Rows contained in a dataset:

---------------

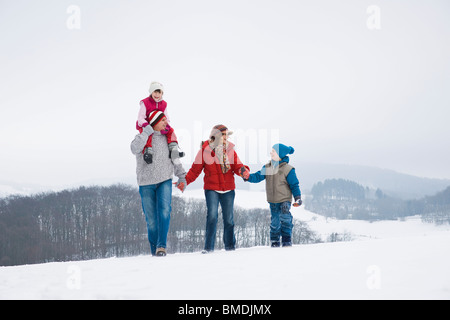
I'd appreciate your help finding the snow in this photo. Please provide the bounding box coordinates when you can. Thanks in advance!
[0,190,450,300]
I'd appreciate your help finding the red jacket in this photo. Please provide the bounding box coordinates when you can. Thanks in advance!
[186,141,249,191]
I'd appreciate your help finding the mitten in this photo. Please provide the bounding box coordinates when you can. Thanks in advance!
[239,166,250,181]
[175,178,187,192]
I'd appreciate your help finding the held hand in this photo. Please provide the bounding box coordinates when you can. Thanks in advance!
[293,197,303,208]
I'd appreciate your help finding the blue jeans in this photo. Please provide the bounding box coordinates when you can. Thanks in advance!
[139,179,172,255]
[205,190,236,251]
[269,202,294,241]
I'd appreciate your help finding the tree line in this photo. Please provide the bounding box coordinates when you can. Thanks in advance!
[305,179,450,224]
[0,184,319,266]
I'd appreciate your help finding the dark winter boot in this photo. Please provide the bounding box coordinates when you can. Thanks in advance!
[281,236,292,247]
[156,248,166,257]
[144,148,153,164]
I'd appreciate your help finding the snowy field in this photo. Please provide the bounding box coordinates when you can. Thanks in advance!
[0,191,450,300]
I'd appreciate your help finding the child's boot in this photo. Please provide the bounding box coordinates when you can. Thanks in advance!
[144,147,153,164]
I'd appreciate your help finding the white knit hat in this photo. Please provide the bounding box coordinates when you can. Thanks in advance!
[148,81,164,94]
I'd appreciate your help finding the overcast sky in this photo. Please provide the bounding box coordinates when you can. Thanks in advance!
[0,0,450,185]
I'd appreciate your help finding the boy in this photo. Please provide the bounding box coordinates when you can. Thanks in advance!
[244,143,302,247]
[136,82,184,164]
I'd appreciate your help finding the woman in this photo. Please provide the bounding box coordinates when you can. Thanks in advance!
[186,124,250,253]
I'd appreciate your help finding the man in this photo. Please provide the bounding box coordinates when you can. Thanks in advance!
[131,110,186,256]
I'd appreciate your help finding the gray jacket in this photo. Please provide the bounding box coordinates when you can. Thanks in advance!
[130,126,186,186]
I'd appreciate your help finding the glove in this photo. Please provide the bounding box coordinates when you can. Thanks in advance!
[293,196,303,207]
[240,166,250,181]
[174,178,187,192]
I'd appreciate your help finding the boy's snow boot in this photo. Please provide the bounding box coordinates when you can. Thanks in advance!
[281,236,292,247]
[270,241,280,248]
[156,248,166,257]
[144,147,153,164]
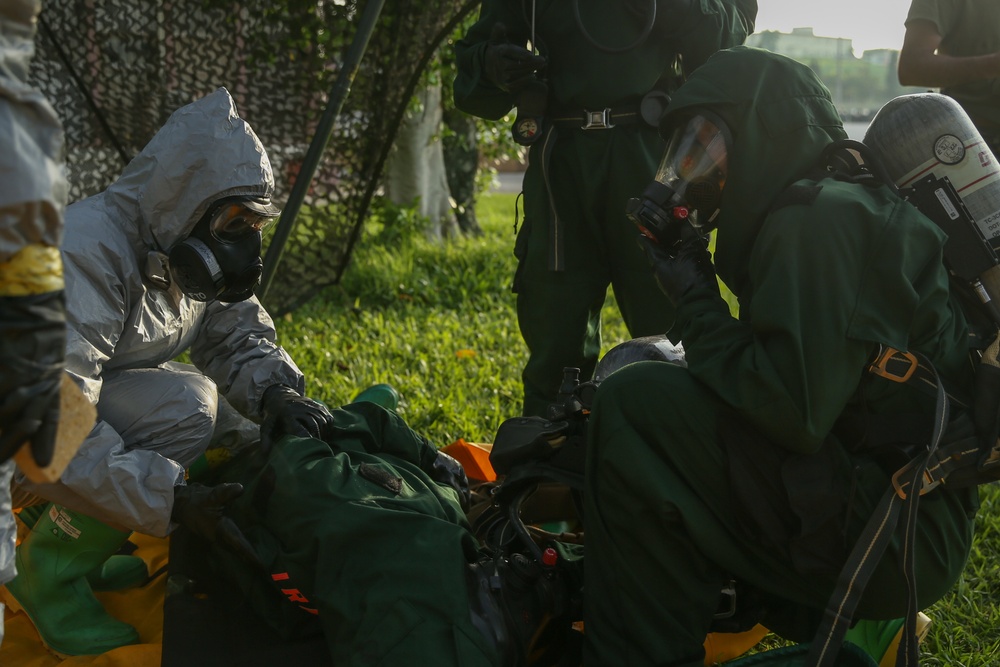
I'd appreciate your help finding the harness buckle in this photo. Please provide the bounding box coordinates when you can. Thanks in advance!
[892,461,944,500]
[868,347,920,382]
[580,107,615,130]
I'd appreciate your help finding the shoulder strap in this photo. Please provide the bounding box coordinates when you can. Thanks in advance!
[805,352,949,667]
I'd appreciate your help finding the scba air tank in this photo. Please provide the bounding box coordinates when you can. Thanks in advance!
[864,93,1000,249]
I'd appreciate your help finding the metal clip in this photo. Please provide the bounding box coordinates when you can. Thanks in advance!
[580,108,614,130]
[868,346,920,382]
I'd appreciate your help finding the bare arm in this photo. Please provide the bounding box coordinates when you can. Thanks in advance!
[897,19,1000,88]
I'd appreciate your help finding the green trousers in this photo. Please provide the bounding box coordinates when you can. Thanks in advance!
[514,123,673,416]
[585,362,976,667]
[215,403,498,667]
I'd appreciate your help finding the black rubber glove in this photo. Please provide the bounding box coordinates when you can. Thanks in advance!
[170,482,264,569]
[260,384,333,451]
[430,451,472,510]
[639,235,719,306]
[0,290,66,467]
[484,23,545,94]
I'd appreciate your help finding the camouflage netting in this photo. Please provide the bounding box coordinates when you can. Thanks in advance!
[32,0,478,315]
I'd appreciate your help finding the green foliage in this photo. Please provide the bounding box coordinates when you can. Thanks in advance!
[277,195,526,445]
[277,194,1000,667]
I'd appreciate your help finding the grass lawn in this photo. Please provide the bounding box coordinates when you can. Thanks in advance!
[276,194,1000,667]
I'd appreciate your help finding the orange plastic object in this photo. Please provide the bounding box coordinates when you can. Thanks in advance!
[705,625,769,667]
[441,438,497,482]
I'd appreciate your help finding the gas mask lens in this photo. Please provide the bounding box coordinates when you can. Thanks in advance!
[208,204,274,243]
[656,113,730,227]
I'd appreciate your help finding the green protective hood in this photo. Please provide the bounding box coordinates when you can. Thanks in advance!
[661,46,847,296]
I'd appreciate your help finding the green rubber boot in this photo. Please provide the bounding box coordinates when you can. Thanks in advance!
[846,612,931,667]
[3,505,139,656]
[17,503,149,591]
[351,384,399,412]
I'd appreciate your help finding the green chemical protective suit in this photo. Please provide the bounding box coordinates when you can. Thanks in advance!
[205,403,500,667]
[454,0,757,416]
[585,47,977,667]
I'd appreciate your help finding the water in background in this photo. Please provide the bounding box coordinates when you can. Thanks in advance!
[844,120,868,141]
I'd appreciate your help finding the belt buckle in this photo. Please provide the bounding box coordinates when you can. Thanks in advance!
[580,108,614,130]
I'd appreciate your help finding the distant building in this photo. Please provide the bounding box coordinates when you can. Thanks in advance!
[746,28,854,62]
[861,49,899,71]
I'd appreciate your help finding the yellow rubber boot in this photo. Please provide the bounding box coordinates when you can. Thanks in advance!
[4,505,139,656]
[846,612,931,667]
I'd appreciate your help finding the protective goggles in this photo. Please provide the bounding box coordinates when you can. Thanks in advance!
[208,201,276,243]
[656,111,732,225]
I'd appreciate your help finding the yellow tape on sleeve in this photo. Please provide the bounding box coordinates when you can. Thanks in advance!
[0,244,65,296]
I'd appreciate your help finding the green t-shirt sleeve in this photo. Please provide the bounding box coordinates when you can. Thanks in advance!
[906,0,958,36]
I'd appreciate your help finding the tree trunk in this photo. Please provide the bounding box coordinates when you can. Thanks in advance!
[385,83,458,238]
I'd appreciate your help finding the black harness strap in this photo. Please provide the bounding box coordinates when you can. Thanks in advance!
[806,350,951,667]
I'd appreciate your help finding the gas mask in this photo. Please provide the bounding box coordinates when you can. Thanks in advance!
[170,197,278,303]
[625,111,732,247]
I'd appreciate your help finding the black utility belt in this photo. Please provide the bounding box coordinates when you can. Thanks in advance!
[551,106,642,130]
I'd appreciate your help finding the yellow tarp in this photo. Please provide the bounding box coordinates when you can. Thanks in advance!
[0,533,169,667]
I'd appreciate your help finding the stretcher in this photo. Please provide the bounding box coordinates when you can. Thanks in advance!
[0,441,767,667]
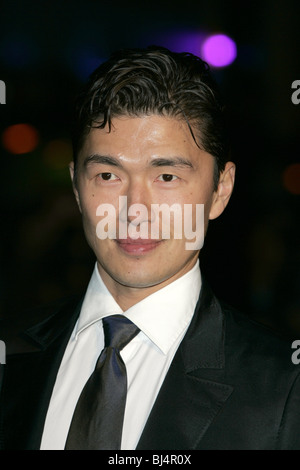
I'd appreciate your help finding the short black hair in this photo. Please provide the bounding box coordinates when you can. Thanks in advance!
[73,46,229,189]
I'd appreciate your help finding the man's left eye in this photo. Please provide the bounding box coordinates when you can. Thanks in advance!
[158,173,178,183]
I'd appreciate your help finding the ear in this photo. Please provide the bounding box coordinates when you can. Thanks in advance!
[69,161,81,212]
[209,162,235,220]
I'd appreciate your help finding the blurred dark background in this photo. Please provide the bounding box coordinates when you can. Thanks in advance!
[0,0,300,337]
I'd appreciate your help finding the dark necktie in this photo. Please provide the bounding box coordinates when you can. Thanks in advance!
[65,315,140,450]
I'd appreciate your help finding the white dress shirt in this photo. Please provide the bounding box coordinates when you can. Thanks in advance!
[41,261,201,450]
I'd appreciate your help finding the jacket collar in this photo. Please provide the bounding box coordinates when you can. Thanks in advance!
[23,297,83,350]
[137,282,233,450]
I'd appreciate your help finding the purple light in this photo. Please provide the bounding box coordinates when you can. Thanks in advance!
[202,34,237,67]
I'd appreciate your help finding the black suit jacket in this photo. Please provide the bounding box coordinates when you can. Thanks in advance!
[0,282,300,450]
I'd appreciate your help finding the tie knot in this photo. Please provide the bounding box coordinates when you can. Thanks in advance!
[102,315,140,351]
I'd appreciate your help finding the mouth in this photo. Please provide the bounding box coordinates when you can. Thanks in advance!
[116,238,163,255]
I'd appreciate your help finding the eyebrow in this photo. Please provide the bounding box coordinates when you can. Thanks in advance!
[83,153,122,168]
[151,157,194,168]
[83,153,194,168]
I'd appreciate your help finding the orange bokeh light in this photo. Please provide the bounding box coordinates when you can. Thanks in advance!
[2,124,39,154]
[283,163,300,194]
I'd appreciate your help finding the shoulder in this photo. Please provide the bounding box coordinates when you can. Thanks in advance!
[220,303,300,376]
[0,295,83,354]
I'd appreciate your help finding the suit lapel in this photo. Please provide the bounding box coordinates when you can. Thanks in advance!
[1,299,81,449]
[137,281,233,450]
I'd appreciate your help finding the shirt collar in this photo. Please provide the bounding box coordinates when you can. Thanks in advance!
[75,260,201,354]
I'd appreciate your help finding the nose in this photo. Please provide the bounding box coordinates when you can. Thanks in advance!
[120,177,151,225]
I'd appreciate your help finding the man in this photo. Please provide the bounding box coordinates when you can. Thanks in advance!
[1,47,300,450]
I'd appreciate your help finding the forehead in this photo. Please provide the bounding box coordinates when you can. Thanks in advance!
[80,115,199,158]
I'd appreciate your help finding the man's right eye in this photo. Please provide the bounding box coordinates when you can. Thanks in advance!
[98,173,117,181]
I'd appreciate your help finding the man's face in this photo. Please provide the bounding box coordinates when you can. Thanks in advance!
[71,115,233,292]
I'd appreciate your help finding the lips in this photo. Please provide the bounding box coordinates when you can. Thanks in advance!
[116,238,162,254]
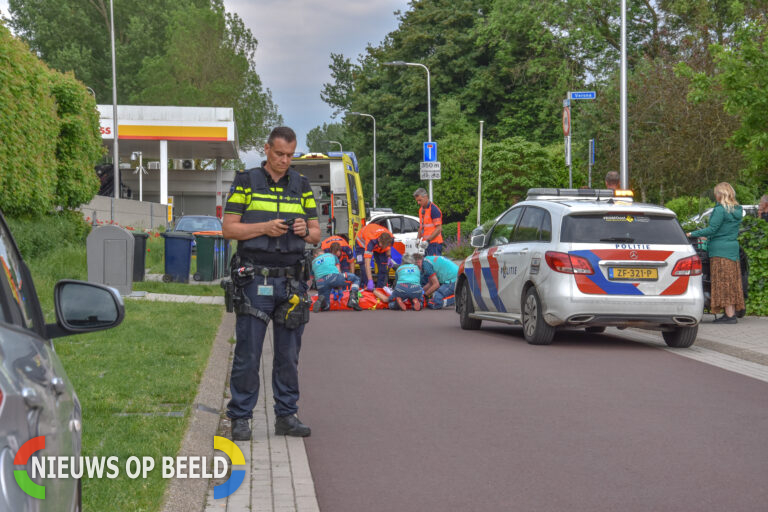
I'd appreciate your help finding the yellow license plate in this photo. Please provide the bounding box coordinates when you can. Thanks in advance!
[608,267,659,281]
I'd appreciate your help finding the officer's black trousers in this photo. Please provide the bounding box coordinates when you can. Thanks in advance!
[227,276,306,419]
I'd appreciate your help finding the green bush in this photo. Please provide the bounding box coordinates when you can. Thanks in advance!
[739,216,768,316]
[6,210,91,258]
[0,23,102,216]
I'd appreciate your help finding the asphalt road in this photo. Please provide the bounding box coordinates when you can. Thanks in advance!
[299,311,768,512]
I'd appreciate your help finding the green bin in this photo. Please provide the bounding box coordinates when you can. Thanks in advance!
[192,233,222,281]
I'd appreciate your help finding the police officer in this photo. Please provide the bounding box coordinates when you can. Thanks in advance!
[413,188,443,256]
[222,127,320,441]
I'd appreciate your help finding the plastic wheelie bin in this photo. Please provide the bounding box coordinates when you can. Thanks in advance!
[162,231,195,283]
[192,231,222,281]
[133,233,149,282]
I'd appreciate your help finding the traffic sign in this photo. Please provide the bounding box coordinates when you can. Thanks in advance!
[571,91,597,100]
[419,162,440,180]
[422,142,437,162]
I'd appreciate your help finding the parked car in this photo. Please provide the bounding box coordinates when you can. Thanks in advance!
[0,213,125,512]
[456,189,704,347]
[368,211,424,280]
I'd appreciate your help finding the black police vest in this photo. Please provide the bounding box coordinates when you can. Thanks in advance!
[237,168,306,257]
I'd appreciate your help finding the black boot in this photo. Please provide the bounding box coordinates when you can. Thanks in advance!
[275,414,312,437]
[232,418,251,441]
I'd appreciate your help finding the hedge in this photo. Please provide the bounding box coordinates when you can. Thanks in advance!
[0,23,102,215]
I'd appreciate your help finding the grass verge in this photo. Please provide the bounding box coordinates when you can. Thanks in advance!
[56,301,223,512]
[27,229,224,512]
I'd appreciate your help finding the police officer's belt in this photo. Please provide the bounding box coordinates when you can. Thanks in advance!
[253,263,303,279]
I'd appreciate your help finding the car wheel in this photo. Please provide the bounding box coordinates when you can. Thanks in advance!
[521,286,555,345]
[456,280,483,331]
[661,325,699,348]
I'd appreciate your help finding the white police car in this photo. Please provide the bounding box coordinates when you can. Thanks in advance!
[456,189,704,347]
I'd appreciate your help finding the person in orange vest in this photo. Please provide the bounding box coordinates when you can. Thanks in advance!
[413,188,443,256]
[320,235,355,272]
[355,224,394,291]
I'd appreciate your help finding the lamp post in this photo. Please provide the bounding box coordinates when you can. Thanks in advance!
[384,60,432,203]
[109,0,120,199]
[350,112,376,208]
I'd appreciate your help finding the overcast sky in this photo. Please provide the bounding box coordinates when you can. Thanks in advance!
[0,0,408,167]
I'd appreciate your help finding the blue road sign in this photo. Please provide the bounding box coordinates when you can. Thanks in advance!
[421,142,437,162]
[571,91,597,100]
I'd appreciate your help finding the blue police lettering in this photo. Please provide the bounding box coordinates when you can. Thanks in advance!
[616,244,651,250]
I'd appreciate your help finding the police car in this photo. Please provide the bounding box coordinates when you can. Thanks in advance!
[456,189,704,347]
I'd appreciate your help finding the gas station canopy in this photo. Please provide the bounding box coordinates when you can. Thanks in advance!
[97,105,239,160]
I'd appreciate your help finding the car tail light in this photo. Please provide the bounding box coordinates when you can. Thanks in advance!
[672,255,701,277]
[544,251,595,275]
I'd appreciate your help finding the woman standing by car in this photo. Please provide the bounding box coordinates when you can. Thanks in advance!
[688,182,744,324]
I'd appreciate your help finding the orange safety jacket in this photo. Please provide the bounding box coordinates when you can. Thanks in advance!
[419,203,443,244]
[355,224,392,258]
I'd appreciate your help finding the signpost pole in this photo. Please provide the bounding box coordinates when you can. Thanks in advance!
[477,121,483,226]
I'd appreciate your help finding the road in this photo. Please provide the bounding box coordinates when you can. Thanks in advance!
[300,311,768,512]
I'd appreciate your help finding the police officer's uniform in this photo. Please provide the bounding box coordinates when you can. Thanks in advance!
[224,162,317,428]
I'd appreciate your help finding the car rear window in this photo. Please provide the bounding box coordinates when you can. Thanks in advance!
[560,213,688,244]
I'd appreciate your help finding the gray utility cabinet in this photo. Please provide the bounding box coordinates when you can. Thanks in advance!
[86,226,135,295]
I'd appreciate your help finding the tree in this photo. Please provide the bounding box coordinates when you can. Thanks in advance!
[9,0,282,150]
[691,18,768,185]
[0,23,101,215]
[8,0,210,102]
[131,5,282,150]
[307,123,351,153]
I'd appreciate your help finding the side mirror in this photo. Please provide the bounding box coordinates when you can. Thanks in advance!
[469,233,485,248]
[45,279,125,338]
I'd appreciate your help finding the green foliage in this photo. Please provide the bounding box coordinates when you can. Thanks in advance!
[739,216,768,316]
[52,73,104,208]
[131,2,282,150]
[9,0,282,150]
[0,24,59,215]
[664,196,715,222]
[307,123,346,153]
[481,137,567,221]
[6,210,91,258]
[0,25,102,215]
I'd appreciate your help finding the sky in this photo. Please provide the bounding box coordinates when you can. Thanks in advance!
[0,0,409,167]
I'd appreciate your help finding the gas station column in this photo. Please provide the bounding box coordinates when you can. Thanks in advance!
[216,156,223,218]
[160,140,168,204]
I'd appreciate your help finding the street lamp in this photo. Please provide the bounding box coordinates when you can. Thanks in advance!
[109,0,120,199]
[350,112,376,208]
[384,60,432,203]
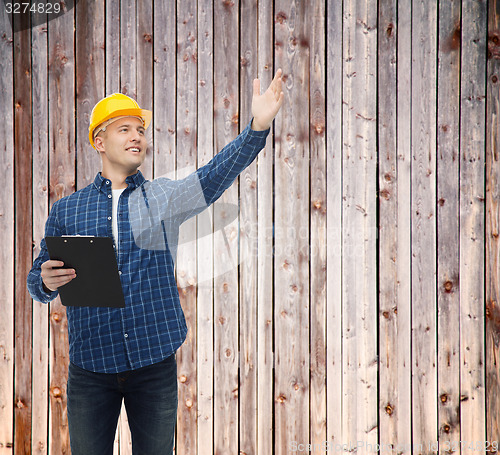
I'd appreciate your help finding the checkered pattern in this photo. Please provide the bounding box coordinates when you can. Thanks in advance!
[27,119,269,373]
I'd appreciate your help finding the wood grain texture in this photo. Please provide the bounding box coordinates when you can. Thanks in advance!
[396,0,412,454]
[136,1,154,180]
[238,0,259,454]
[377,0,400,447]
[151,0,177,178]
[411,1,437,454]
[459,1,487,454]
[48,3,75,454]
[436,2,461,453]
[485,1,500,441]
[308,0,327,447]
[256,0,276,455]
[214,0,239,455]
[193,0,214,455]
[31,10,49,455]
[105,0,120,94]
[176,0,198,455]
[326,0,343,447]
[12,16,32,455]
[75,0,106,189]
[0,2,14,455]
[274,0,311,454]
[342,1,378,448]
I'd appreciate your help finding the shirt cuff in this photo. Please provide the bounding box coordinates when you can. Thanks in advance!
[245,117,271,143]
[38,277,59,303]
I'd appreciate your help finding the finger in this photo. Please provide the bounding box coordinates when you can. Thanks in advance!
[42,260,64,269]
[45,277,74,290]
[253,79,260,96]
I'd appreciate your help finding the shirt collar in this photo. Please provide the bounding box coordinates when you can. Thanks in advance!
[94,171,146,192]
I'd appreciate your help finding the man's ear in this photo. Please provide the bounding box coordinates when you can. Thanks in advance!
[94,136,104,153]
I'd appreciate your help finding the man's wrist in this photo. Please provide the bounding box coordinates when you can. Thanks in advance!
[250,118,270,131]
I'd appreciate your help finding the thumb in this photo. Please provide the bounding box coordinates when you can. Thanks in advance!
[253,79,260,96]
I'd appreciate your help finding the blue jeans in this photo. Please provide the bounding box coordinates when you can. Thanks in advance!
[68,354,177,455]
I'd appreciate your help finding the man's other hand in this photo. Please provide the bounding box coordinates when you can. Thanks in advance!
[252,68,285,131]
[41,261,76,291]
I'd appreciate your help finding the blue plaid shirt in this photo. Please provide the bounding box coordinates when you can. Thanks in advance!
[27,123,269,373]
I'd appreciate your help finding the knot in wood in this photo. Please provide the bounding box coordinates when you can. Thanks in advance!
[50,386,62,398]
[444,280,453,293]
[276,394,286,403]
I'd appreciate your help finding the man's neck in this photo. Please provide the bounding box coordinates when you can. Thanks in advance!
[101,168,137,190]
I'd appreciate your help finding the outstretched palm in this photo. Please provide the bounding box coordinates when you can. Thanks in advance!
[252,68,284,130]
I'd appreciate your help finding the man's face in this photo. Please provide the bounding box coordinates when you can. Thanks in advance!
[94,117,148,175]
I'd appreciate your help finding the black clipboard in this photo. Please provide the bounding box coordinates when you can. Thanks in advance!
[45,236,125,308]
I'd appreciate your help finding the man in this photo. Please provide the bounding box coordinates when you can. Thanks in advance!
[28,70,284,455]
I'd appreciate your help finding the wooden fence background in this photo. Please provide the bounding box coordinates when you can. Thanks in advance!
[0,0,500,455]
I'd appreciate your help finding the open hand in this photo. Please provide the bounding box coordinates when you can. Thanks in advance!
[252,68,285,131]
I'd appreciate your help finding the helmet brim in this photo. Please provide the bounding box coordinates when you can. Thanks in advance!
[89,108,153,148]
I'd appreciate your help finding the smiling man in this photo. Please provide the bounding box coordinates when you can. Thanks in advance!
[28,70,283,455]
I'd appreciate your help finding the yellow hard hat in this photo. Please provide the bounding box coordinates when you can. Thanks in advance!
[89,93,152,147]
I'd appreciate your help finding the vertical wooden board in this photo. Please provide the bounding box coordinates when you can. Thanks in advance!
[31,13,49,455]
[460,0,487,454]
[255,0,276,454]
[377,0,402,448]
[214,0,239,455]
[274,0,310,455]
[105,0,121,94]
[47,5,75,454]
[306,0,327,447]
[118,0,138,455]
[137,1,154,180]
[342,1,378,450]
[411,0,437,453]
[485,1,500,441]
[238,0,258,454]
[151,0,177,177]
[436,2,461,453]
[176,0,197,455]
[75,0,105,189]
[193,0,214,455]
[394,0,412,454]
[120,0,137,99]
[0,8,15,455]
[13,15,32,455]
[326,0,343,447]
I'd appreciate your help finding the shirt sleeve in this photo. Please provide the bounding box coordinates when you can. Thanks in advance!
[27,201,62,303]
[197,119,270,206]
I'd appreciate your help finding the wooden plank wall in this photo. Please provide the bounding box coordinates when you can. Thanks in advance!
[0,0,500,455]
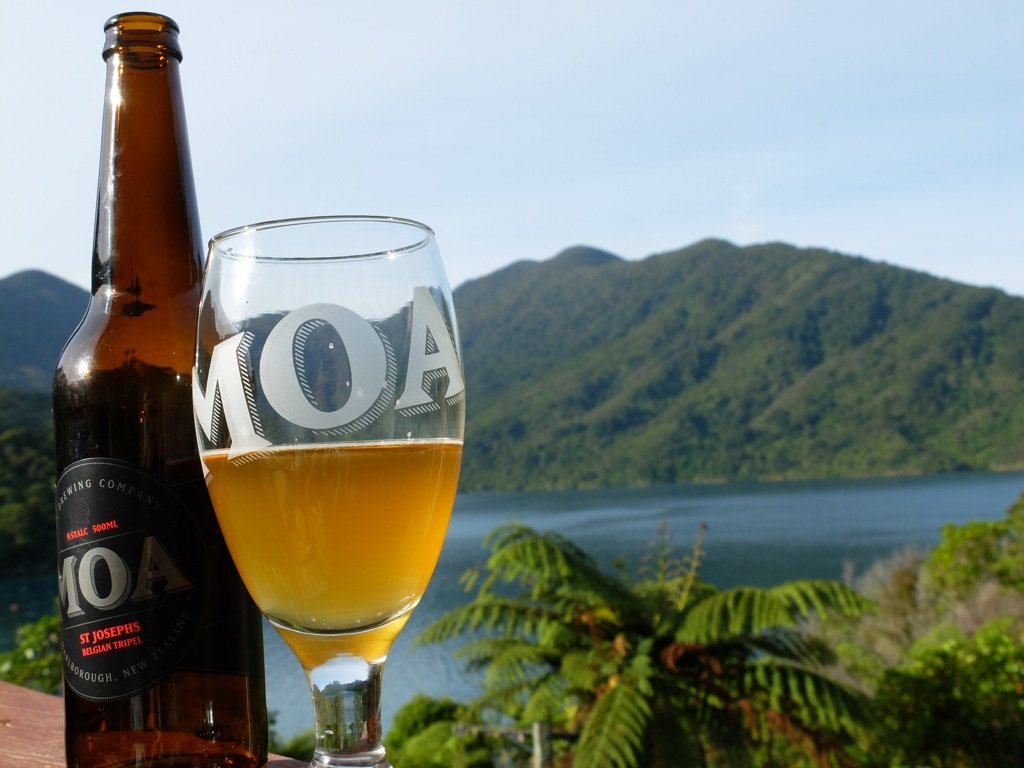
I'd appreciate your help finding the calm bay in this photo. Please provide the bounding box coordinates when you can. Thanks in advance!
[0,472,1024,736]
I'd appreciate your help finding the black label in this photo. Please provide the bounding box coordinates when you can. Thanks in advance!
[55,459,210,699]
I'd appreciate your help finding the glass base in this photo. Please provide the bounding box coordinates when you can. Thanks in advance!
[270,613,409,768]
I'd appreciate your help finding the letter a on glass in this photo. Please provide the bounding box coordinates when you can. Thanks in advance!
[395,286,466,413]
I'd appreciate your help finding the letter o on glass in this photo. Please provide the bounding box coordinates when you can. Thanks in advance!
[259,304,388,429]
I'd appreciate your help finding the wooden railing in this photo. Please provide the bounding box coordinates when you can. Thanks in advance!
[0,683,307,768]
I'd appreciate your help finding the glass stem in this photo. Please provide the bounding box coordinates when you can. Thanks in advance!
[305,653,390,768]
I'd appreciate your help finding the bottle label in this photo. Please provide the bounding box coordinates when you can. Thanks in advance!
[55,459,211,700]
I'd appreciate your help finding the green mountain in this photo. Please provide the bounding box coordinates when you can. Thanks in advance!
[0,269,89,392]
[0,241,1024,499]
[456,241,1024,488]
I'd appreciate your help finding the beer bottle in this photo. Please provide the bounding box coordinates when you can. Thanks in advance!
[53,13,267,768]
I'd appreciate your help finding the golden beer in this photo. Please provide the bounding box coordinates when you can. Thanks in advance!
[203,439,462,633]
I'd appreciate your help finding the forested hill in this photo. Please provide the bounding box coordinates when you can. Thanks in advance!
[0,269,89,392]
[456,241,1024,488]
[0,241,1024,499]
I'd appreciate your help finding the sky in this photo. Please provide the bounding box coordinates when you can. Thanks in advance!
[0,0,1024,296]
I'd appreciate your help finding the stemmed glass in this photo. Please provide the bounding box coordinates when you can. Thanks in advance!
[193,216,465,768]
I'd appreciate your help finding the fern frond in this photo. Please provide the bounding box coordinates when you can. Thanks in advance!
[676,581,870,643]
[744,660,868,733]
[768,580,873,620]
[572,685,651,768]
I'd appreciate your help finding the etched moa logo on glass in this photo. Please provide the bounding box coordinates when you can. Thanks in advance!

---------------

What this task involves: Edit the rows from the line containing "I'd appreciate your help finding the signpost" through the line containing "[224,162,317,428]", replacing "road" with "street" and leaving everything else unchanged.

Answer to the exercise:
I'd appreciate your help finding the signpost pole in this photo. Please provide the bounding box coordinates when you can. Thanks in advance!
[477,121,483,226]
I'd appreciate your help finding the street in this photo. Please provide the bounding box coordinates when you can. Thanks in advance!
[300,311,768,512]
I'd appreciate your help finding the police officer's uniform in this photo. Please provide the bounding box coordinates when you can. Thanks in advance!
[224,162,317,428]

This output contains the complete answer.